Ma spingiamoci oltre nel percorso delle regole. Rientrare nella legalità significa costituirsi in cooperativa o in associazione, diventare un soggetto giuridico preposto alla gestione dello spazio. Né più né meno di un qualsiasi privato, uno di quei tanti privati che grazie all'applicazione delle regole sono costretti a chiudere con impressionante frequenza le proprie attività.
Probabilmente l'amministrazione comunale ignora, o fa finta di ignorare, cosa significa gestire un piccolo teatro, una piccola sala concerti, un piccolo cinema, un'associazione, un qualsivoglia spazio culturale; ignora quanti posti di lavoro vengono bruciati nel mondo dello spettacolo a causa di regole utili solo a spremere quanto più possibile i gestori senza restituire niente in termini di servizi e agevolazioni.
Fra utenze, permessi di vario tipo, S.I.A.E., tasse di smaltimento rifiuti, limiti di decibel, controlli selvaggi e applicazioni arbitrarie dei regolamenti a seconda dell'umore dell'agente di turno, il gestore di un locale farebbe prima a darsi alla macchia invece di restare al suo posto ed essere trattato col disprezzo che tocca al fannullone.

[Voci di localizzazione degli oggetti nelle immagini]
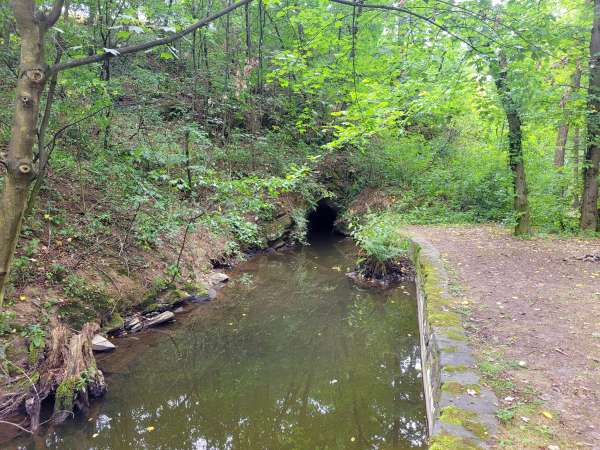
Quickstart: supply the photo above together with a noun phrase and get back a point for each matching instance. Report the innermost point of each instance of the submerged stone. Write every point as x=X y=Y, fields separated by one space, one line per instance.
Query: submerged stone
x=218 y=278
x=159 y=319
x=101 y=344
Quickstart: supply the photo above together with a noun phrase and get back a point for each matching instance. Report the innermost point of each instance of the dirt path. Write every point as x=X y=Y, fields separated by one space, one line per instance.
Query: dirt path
x=535 y=303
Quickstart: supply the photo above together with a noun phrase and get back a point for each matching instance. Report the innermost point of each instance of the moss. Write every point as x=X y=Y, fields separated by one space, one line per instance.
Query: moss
x=453 y=368
x=464 y=418
x=151 y=307
x=196 y=287
x=448 y=442
x=443 y=318
x=451 y=349
x=456 y=388
x=455 y=335
x=115 y=322
x=65 y=394
x=87 y=302
x=277 y=228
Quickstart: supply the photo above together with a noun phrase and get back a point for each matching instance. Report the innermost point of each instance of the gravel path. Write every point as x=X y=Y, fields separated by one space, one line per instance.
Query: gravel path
x=539 y=300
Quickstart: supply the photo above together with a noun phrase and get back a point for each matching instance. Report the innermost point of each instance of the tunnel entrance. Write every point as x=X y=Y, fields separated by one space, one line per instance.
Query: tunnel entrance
x=322 y=219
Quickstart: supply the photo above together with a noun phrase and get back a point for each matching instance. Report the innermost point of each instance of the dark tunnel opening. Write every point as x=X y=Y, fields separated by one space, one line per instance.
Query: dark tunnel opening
x=321 y=220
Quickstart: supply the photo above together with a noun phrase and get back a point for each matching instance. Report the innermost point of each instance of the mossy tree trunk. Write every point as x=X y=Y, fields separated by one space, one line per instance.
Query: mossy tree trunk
x=516 y=160
x=32 y=25
x=33 y=73
x=589 y=196
x=563 y=128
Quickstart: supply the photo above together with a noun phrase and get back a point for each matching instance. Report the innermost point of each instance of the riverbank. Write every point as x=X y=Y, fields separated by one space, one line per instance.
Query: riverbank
x=532 y=312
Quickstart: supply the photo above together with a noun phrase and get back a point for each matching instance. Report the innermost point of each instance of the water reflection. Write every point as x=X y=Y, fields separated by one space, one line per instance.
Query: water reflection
x=301 y=359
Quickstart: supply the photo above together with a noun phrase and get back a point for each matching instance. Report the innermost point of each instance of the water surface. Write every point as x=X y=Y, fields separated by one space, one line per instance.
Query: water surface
x=291 y=355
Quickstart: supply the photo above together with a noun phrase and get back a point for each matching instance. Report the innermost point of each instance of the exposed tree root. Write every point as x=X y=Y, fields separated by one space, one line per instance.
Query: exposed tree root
x=68 y=371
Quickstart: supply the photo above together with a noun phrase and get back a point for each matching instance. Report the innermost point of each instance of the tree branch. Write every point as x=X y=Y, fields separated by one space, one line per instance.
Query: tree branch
x=54 y=14
x=147 y=45
x=414 y=14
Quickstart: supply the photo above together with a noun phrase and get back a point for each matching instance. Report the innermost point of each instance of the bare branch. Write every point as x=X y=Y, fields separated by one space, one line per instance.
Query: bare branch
x=414 y=14
x=147 y=45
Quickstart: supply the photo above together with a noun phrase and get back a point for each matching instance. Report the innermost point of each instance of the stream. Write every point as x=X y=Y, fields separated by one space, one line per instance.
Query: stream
x=291 y=355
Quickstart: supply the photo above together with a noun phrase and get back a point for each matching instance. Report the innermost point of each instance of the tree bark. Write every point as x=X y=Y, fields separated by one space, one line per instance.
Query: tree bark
x=576 y=144
x=563 y=128
x=515 y=149
x=20 y=173
x=589 y=197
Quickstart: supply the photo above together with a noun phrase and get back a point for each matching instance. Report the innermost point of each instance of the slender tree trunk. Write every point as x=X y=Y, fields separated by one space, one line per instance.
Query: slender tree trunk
x=589 y=197
x=19 y=159
x=248 y=31
x=576 y=144
x=186 y=151
x=515 y=149
x=563 y=128
x=43 y=150
x=561 y=143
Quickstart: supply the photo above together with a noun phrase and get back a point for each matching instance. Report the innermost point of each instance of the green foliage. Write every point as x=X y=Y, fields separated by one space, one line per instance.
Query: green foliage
x=87 y=302
x=6 y=322
x=380 y=242
x=36 y=337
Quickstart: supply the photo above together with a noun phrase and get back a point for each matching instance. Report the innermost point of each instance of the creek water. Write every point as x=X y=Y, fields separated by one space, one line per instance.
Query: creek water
x=291 y=355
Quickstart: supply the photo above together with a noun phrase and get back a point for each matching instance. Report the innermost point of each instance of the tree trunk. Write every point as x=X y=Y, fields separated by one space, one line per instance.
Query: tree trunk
x=563 y=129
x=19 y=158
x=576 y=144
x=515 y=149
x=589 y=197
x=561 y=142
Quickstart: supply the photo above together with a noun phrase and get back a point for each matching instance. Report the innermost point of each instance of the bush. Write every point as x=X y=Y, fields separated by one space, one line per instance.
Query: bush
x=381 y=244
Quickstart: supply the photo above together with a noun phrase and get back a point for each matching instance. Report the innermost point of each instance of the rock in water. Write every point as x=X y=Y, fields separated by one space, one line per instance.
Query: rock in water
x=161 y=318
x=134 y=324
x=101 y=344
x=217 y=278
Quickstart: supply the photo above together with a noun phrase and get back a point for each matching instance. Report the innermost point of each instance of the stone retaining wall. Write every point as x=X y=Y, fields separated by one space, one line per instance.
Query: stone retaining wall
x=460 y=411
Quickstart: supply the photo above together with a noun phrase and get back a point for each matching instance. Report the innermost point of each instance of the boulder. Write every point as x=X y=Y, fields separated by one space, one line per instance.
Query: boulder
x=114 y=324
x=133 y=324
x=101 y=344
x=160 y=318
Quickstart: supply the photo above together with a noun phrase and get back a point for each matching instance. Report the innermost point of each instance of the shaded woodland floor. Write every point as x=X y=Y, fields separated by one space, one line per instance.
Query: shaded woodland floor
x=532 y=308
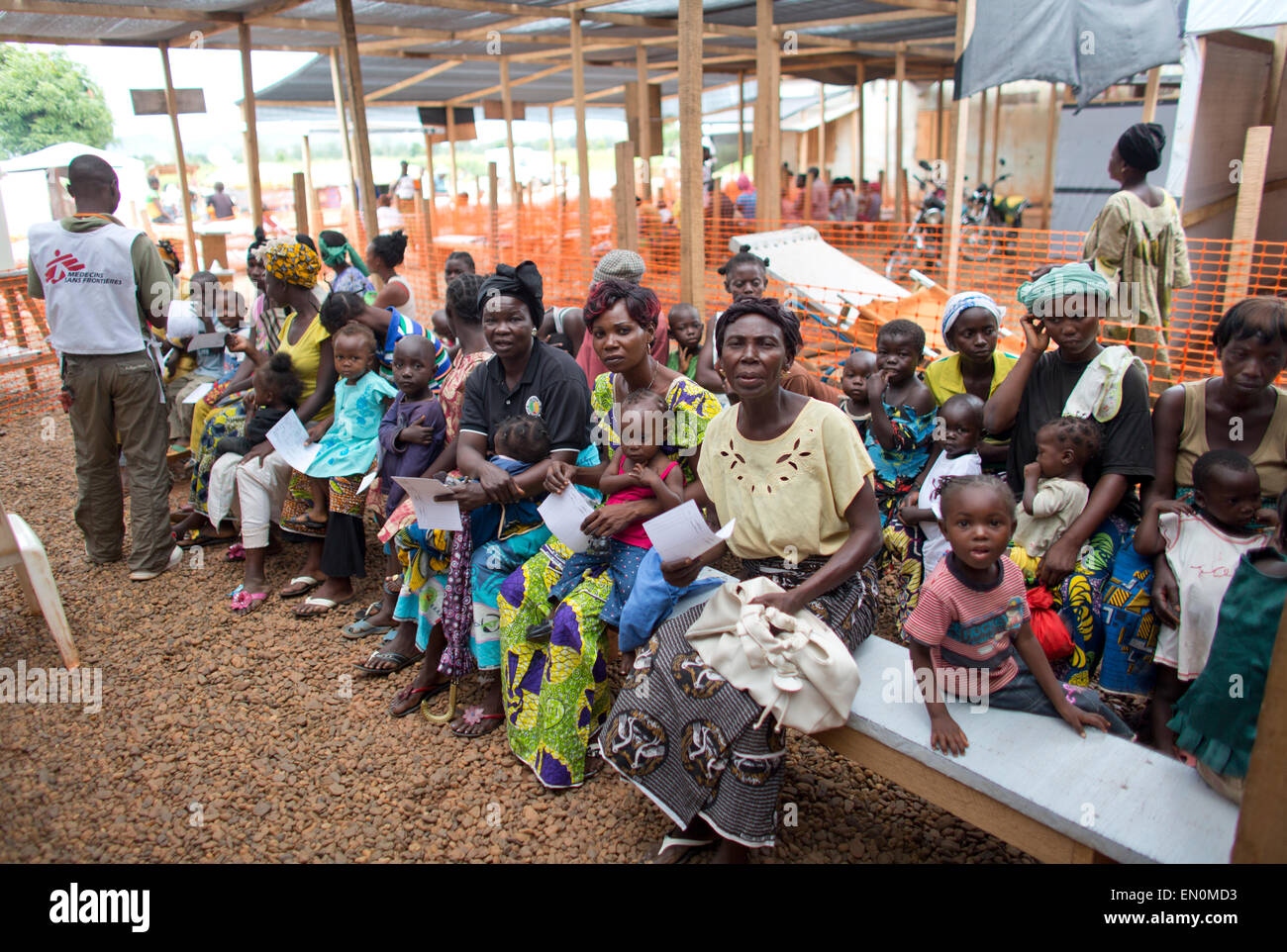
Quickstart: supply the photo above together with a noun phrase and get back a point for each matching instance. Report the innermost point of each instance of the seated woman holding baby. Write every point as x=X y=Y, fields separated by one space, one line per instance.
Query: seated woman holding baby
x=1079 y=378
x=553 y=664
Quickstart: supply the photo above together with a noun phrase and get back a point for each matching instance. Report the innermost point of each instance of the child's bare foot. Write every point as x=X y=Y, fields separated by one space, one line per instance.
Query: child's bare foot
x=330 y=593
x=403 y=643
x=484 y=718
x=680 y=844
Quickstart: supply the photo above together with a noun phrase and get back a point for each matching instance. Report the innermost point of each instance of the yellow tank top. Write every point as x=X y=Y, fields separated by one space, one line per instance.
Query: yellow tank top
x=1269 y=457
x=307 y=358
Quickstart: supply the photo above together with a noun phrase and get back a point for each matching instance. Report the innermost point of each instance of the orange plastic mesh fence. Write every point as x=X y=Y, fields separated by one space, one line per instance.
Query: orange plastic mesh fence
x=994 y=260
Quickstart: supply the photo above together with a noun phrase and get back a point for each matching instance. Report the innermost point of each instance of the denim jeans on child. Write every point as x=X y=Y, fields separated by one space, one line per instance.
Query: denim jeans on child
x=651 y=600
x=1025 y=694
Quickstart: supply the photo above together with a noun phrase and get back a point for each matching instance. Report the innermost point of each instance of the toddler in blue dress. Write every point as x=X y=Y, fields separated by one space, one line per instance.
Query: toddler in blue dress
x=351 y=440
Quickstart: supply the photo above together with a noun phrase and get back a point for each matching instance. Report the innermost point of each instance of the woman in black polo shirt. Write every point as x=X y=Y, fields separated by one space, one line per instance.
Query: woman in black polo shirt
x=527 y=377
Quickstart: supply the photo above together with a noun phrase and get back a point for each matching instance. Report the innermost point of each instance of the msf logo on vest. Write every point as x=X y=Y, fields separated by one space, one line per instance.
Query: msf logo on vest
x=60 y=266
x=117 y=905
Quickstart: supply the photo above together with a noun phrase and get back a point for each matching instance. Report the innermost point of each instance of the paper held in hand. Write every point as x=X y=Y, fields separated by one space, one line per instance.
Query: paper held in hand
x=202 y=389
x=430 y=514
x=291 y=441
x=207 y=341
x=682 y=532
x=564 y=513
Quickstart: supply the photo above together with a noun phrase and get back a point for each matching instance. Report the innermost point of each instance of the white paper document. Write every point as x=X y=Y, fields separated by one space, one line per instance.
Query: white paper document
x=430 y=514
x=564 y=515
x=202 y=389
x=205 y=341
x=682 y=532
x=291 y=440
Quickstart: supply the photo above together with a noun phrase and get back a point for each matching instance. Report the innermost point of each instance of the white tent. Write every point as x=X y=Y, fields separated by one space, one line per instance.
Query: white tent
x=25 y=187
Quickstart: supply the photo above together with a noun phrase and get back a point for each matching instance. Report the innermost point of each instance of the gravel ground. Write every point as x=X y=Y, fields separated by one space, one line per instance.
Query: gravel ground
x=233 y=740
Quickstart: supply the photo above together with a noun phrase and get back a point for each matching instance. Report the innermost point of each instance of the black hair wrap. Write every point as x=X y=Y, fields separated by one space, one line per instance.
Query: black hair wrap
x=523 y=282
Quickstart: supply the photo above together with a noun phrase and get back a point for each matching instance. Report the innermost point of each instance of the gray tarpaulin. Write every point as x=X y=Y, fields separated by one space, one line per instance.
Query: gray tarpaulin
x=1089 y=44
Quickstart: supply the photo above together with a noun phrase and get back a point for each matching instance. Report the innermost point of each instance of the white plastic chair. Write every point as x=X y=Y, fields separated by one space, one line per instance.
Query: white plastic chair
x=22 y=549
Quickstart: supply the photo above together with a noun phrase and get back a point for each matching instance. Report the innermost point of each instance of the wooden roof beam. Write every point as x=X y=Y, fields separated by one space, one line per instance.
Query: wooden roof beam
x=520 y=81
x=114 y=12
x=411 y=80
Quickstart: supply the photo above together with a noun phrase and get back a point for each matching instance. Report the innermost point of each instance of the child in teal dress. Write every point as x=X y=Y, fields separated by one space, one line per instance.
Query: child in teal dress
x=902 y=415
x=352 y=437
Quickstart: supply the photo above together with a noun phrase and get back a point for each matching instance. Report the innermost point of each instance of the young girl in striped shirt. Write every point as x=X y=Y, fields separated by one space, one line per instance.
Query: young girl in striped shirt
x=969 y=631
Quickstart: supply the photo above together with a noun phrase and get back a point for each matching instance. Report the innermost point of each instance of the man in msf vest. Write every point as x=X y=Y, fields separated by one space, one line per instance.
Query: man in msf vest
x=102 y=283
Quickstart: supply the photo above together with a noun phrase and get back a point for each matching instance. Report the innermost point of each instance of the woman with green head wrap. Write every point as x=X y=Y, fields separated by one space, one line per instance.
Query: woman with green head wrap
x=342 y=257
x=1081 y=378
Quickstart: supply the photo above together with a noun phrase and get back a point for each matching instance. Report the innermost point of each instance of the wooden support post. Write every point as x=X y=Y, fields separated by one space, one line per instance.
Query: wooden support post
x=428 y=209
x=314 y=207
x=822 y=132
x=742 y=121
x=301 y=204
x=887 y=166
x=338 y=91
x=1246 y=218
x=716 y=218
x=940 y=145
x=256 y=198
x=172 y=108
x=1150 y=88
x=766 y=129
x=455 y=188
x=960 y=141
x=561 y=202
x=627 y=218
x=691 y=237
x=507 y=104
x=642 y=108
x=1275 y=77
x=361 y=141
x=578 y=84
x=1047 y=176
x=1261 y=835
x=996 y=133
x=860 y=86
x=900 y=181
x=493 y=211
x=982 y=136
x=553 y=157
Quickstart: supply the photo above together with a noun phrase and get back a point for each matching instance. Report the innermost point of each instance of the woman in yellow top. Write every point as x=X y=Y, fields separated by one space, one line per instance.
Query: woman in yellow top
x=1138 y=243
x=970 y=326
x=796 y=476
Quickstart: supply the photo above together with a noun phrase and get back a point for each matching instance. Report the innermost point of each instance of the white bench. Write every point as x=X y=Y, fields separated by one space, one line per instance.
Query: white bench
x=1033 y=783
x=1030 y=780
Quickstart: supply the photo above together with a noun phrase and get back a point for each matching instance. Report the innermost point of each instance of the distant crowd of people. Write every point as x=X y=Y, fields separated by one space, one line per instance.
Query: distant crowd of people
x=1050 y=528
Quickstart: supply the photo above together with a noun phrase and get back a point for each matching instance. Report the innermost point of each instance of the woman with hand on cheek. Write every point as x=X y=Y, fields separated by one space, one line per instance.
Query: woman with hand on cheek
x=1080 y=378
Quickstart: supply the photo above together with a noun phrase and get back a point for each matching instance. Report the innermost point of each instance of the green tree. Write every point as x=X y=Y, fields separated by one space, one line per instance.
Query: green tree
x=47 y=99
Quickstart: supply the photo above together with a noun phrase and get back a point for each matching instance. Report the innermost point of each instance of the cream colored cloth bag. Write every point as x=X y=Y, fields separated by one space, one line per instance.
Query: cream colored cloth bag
x=793 y=665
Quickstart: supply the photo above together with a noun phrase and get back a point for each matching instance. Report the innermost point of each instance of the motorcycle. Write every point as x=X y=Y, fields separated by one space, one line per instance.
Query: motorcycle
x=982 y=215
x=985 y=213
x=917 y=248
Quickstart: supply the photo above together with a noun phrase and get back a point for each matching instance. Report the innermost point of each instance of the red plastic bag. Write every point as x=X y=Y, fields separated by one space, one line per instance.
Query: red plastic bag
x=1046 y=624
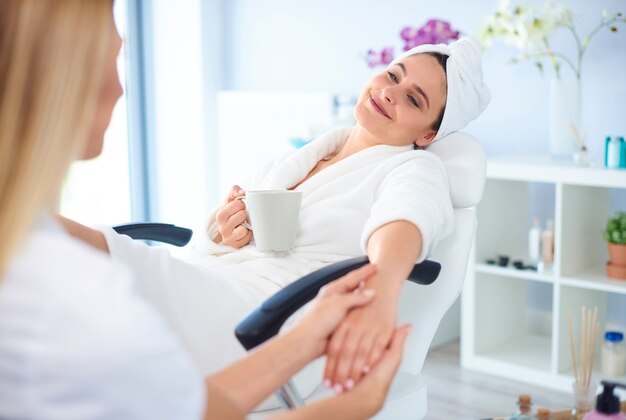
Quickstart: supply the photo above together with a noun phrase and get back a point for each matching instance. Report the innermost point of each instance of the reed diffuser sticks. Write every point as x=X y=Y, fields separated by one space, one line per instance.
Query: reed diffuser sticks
x=588 y=341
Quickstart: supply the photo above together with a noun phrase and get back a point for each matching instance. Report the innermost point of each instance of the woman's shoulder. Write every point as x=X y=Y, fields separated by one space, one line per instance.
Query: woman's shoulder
x=72 y=321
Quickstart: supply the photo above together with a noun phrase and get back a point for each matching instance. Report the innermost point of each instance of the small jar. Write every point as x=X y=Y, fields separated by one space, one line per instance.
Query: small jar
x=524 y=411
x=613 y=358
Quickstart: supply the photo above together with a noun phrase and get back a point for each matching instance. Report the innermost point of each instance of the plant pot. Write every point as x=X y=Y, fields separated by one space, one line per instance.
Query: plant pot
x=615 y=271
x=617 y=254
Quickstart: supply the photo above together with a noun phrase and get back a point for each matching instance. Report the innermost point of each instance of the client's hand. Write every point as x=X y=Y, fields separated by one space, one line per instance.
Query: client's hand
x=359 y=342
x=332 y=304
x=229 y=219
x=373 y=389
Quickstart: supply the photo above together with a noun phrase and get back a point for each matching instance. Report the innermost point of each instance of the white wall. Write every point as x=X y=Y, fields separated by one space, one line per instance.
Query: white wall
x=317 y=46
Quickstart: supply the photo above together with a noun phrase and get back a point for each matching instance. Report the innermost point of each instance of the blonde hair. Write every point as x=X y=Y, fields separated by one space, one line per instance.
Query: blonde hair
x=51 y=59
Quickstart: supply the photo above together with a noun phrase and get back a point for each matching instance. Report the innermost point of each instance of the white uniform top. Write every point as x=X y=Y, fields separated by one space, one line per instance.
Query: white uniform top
x=78 y=342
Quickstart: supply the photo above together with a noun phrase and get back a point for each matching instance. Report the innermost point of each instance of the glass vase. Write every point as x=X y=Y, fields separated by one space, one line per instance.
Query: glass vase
x=584 y=399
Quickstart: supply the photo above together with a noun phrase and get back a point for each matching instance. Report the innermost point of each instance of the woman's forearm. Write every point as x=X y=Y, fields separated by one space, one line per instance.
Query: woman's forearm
x=394 y=249
x=249 y=381
x=345 y=406
x=86 y=234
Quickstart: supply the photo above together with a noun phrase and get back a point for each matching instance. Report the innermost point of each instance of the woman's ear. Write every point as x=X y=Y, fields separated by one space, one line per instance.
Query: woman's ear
x=426 y=139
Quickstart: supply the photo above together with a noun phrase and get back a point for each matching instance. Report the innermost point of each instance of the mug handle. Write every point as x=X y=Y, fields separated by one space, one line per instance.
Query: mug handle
x=245 y=222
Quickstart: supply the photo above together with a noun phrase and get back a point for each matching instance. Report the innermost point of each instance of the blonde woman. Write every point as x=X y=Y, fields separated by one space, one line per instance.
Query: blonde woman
x=76 y=338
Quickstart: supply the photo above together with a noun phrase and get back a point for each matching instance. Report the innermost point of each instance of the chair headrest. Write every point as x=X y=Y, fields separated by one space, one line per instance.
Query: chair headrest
x=465 y=160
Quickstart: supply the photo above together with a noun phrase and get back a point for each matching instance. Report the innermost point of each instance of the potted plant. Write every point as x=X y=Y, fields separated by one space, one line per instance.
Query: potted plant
x=615 y=235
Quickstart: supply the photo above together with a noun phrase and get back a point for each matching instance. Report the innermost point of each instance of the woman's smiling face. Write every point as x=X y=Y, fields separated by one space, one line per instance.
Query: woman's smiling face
x=400 y=105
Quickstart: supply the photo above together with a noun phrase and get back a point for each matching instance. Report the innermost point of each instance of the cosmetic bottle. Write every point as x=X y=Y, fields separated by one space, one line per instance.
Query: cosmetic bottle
x=543 y=414
x=613 y=152
x=534 y=242
x=524 y=411
x=547 y=243
x=622 y=154
x=613 y=354
x=607 y=404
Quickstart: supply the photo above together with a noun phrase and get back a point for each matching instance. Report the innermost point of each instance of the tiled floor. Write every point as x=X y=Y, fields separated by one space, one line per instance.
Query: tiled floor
x=455 y=393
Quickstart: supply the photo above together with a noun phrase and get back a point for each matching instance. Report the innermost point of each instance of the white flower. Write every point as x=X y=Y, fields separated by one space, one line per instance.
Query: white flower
x=558 y=13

ISTRUZIONI DEI COMPITI>
1. Secondo l'estratto, che cosa significa rientrare nella legalità?
2. Riassumi l'estratto in due frasi.
3. Prosegui l'estratto sulle regole per gli spazi culturali a partire dal punto in cui si interrompe.
Le voci provengono da una fonte diversa.

RISULTATI PER COMPITO>
1. Costituirsi in cooperativa o in associazione, diventando un soggetto giuridico preposto alla gestione dello spazio.

2. Rientrare nella legalità significa costituirsi in cooperativa o in associazione e gestire lo spazio come un qualsiasi privato, molti dei quali sono costretti a chiudere a causa delle regole. L'amministrazione comunale ignora, o finge di ignorare, le difficoltà di chi gestisce uno spazio culturale, oppresso da utenze, permessi, tasse, limiti di decibel e controlli arbitrari, e le regole bruciano posti di lavoro senza restituire servizi né agevolazioni.

3.
È praticamente impossibile gestire una sala nel rispetto delle regole. Un incubo farlo senza contributi.

Regolarizzare il Teatro Coppola Teatro dei Cittadini equivale a sgomberarlo. E di questo l'amministrazione è cosciente.

Detto ciò, se avessimo voluto aprire un oratorio non saremmo qui a rischiare denunce. Se avessimo voluto essere parte di un sistema di regole inique e fuori dal tempo avremmo trovato il modo di chiedere il permesso.
Non abbiamo bisogno di un garage da trasformare in "atelier" a tasso agevolato. Noi difendiamo una pratica che genera conflitti necessari e partecipazione sociale.
Difendiamo una pratica come contributo al generale discorso sull'emergenza cultura e sulla qualità dell'esistenza di ognuno.
Difendiamo una cultura che è ricchezza collettiva e come tale va condivisa, di fatto e non attraverso gare d'appalto.
L'umanità di una disobbedienza fondata sulla reciproca solidarietà fra cittadini, disobbedienza che solo in tale complicità trova la sua legge e la sua legittimazione.

Non innalziamo barricate: apriamo porte chiuse dalle regole affinché queste porte vengano attraversate dai bisogni e dalle più diverse esperienze di quanti credono sia ancora possibile far parte di una comunità, come individui liberi e non come sudditi abili solo a mettere una croce su una scheda.
Su questi temi e con questi argomenti siamo disponibili a incontrarci, sin da subito e pubblicamente, con tutte le componenti artistiche, culturali, politiche ed economiche della Città di Catania.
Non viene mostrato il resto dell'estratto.